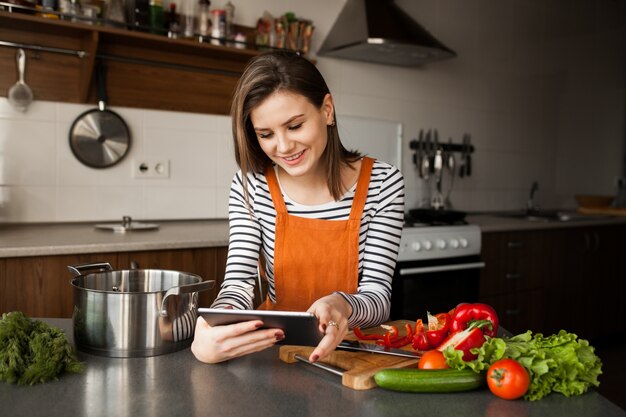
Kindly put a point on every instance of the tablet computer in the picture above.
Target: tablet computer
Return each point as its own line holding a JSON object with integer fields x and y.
{"x": 300, "y": 328}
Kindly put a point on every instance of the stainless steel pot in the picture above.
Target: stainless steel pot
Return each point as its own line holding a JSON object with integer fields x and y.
{"x": 135, "y": 312}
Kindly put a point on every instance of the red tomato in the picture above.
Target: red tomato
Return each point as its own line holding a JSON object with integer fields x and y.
{"x": 508, "y": 379}
{"x": 432, "y": 359}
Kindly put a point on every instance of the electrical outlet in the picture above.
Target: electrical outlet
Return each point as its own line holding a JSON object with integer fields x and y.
{"x": 154, "y": 168}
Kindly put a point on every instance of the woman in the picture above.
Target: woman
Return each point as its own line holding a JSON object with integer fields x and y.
{"x": 324, "y": 222}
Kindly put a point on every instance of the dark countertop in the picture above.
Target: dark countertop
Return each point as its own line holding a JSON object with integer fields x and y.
{"x": 75, "y": 238}
{"x": 176, "y": 384}
{"x": 17, "y": 240}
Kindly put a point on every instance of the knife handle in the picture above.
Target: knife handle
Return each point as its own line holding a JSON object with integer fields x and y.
{"x": 321, "y": 365}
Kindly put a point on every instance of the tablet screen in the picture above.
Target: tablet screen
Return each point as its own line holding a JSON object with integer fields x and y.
{"x": 300, "y": 328}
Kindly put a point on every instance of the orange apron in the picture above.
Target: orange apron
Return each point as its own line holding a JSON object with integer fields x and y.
{"x": 314, "y": 257}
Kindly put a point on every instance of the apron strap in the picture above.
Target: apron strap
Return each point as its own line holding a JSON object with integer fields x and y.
{"x": 363, "y": 184}
{"x": 277, "y": 195}
{"x": 360, "y": 195}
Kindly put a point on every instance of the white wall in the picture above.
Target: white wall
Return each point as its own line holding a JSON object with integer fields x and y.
{"x": 540, "y": 88}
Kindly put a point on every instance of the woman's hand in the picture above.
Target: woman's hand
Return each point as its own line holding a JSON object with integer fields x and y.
{"x": 332, "y": 312}
{"x": 213, "y": 344}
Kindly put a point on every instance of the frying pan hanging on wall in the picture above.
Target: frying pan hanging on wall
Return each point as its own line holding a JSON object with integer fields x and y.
{"x": 99, "y": 138}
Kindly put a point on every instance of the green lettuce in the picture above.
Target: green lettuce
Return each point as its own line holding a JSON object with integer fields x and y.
{"x": 557, "y": 363}
{"x": 32, "y": 351}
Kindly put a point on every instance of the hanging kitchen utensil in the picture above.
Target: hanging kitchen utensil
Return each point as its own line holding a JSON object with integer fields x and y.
{"x": 20, "y": 94}
{"x": 437, "y": 198}
{"x": 99, "y": 138}
{"x": 468, "y": 167}
{"x": 417, "y": 155}
{"x": 425, "y": 163}
{"x": 464, "y": 153}
{"x": 127, "y": 225}
{"x": 450, "y": 163}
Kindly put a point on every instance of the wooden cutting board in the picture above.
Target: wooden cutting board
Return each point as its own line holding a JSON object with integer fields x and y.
{"x": 359, "y": 367}
{"x": 604, "y": 211}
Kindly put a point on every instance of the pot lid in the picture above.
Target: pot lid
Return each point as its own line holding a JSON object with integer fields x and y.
{"x": 99, "y": 138}
{"x": 127, "y": 225}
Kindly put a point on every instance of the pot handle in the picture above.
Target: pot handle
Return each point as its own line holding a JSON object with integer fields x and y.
{"x": 77, "y": 270}
{"x": 184, "y": 289}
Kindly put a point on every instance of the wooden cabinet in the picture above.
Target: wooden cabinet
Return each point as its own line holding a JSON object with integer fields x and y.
{"x": 568, "y": 278}
{"x": 143, "y": 70}
{"x": 40, "y": 286}
{"x": 587, "y": 289}
{"x": 513, "y": 280}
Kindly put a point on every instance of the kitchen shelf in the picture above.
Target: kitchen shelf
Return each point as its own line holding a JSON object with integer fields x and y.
{"x": 144, "y": 70}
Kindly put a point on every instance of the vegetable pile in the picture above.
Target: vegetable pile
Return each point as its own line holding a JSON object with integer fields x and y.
{"x": 557, "y": 363}
{"x": 528, "y": 365}
{"x": 32, "y": 351}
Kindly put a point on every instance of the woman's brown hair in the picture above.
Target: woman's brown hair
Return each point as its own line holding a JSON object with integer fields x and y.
{"x": 282, "y": 71}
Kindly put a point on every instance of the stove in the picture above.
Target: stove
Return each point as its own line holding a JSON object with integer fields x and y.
{"x": 424, "y": 242}
{"x": 438, "y": 267}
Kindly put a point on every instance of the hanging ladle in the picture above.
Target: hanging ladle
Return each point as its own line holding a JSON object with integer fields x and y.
{"x": 20, "y": 95}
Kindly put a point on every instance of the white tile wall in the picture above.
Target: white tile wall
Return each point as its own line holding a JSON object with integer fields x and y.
{"x": 539, "y": 86}
{"x": 42, "y": 181}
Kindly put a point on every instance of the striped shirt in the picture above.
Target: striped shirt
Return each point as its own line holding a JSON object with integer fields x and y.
{"x": 379, "y": 240}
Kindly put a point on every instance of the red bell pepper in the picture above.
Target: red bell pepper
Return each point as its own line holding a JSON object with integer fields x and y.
{"x": 438, "y": 328}
{"x": 405, "y": 340}
{"x": 465, "y": 314}
{"x": 467, "y": 339}
{"x": 420, "y": 340}
{"x": 390, "y": 336}
{"x": 360, "y": 335}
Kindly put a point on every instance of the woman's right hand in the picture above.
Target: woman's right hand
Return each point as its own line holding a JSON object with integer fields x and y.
{"x": 213, "y": 344}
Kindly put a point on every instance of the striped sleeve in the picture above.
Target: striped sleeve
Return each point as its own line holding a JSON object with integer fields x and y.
{"x": 378, "y": 247}
{"x": 243, "y": 249}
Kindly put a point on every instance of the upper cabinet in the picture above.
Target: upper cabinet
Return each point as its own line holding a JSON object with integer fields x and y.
{"x": 143, "y": 70}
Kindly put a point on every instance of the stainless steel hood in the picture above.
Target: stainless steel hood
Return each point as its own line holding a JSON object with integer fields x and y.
{"x": 381, "y": 32}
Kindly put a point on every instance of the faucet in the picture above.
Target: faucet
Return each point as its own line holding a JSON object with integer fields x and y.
{"x": 530, "y": 205}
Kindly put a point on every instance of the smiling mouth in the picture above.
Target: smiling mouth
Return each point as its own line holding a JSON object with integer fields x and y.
{"x": 293, "y": 157}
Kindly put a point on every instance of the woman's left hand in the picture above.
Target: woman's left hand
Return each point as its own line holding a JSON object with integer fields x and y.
{"x": 332, "y": 312}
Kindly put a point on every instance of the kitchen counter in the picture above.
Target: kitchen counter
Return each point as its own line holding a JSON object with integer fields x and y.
{"x": 176, "y": 384}
{"x": 493, "y": 222}
{"x": 18, "y": 240}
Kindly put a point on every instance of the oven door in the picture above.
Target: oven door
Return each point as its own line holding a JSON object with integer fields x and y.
{"x": 434, "y": 285}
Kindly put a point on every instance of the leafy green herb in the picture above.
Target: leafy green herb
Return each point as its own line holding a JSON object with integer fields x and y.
{"x": 32, "y": 351}
{"x": 557, "y": 363}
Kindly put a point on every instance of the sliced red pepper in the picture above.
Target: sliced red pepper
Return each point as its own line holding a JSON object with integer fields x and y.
{"x": 360, "y": 335}
{"x": 438, "y": 328}
{"x": 420, "y": 340}
{"x": 467, "y": 339}
{"x": 405, "y": 340}
{"x": 465, "y": 314}
{"x": 390, "y": 336}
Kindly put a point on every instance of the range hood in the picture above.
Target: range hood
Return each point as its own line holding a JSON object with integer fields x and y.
{"x": 381, "y": 32}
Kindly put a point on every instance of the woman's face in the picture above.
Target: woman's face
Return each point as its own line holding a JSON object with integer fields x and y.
{"x": 292, "y": 131}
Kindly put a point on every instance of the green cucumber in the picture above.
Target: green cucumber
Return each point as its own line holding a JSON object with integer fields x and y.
{"x": 429, "y": 380}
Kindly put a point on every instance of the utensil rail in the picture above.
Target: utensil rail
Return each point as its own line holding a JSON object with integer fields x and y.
{"x": 82, "y": 54}
{"x": 40, "y": 48}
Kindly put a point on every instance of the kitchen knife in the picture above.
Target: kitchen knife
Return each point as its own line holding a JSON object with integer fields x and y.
{"x": 373, "y": 348}
{"x": 332, "y": 369}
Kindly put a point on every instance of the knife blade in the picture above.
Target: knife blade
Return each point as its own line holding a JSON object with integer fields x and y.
{"x": 373, "y": 348}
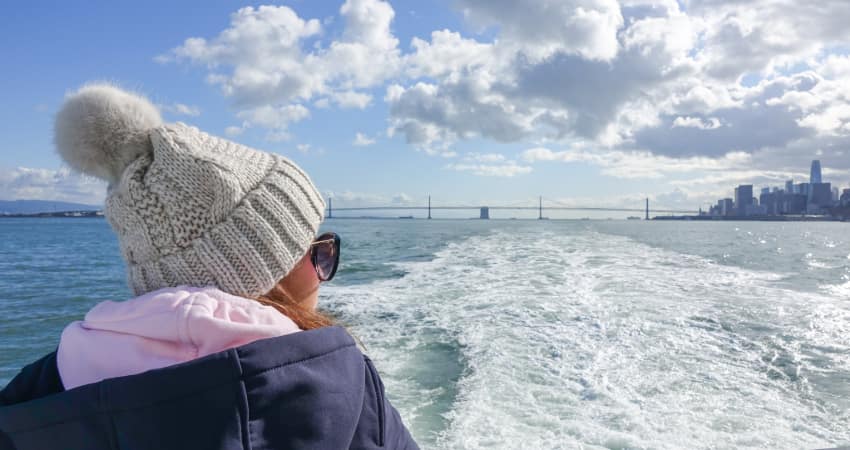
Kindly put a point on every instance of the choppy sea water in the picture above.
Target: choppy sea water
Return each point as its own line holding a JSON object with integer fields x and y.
{"x": 542, "y": 334}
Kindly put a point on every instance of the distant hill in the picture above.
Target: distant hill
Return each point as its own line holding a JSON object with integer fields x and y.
{"x": 42, "y": 206}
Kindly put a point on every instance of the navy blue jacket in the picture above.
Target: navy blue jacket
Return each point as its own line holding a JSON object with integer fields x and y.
{"x": 307, "y": 390}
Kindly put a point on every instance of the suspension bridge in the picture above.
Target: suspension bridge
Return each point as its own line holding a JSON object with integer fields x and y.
{"x": 484, "y": 211}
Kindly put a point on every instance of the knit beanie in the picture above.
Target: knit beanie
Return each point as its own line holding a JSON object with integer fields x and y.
{"x": 188, "y": 208}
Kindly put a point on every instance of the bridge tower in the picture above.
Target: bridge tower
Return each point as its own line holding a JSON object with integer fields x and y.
{"x": 540, "y": 214}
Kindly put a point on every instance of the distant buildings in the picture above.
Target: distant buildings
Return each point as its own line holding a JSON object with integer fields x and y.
{"x": 814, "y": 197}
{"x": 814, "y": 177}
{"x": 743, "y": 198}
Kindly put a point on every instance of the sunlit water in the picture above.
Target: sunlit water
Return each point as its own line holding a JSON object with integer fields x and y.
{"x": 542, "y": 334}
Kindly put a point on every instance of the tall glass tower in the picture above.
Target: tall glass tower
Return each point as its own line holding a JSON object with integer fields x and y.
{"x": 815, "y": 177}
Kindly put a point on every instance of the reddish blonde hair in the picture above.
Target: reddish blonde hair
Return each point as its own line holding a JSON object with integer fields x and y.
{"x": 305, "y": 318}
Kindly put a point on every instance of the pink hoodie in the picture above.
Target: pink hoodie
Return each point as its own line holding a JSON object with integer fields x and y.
{"x": 159, "y": 329}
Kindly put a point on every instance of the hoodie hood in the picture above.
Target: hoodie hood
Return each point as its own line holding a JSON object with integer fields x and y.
{"x": 159, "y": 329}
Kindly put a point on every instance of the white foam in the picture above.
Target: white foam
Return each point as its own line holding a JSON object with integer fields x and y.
{"x": 596, "y": 341}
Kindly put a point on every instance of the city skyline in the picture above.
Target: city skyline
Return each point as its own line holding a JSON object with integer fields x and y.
{"x": 815, "y": 197}
{"x": 603, "y": 103}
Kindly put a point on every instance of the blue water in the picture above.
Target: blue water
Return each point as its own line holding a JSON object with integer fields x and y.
{"x": 541, "y": 334}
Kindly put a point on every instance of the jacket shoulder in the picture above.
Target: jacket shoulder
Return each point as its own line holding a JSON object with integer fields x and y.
{"x": 38, "y": 379}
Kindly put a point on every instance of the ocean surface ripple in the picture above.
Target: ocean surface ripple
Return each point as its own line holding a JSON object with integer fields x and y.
{"x": 543, "y": 334}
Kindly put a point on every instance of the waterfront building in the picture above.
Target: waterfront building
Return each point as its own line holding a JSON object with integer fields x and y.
{"x": 820, "y": 194}
{"x": 793, "y": 204}
{"x": 815, "y": 173}
{"x": 726, "y": 207}
{"x": 743, "y": 198}
{"x": 802, "y": 188}
{"x": 771, "y": 202}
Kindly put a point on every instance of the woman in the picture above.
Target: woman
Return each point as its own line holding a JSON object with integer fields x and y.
{"x": 222, "y": 347}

▸ **WRITTEN TASK**: Return, word for word, each line from the line that contains "Kindly put a point on every instance of the ocean" to the end of the listing above; include both end lines and nothing else.

▸ **ANSWER TO THE TASK**:
Kindly put a point on every instance of the ocean surface ripple in the picture above.
Target: ocean surface ripple
Return each point as its own line holding a JSON object with integer fields x and y.
{"x": 543, "y": 334}
Kindly put a point on every instance of the waterfront building in the picture above.
Target: waterfront building
Return each point as its own line holding a JSON object with integer fields x and y.
{"x": 820, "y": 194}
{"x": 793, "y": 204}
{"x": 815, "y": 173}
{"x": 726, "y": 207}
{"x": 743, "y": 198}
{"x": 802, "y": 188}
{"x": 771, "y": 202}
Kindly put a point on every instance of the woman in the picture above.
Target: woman
Return each point as its own line holding a JSON object with integer fields x and y.
{"x": 222, "y": 347}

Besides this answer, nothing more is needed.